■ Data listing ■

++++++++

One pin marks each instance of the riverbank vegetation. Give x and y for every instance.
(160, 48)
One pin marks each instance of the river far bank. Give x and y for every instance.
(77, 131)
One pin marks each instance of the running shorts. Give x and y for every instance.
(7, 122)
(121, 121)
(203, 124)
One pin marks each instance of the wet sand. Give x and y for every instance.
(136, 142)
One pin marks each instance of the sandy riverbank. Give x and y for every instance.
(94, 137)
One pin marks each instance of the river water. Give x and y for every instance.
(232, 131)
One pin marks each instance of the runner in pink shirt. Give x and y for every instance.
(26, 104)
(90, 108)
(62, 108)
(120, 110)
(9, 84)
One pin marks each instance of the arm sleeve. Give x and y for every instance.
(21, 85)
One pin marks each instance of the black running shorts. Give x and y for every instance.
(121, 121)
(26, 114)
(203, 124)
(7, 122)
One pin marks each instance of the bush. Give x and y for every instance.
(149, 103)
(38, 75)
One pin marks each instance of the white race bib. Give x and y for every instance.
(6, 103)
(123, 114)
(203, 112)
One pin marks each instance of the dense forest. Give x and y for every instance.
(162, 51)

++++++++

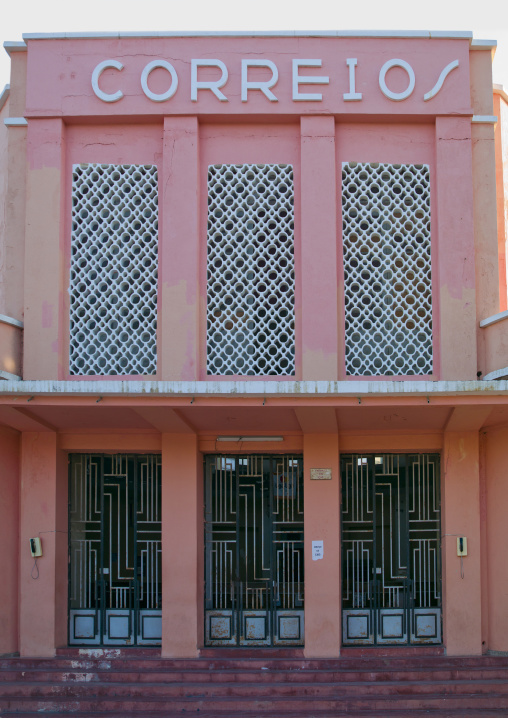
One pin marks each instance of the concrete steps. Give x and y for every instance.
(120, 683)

++++++++

■ Task ■
From the listing above, extract each line that contains the string "shorts", matching case exactly.

■ Expected answer ■
One pin marks each instance of the running shorts. Give x and y for every instance.
One pin marks each instance of the black running shorts. Give x and y for every instance.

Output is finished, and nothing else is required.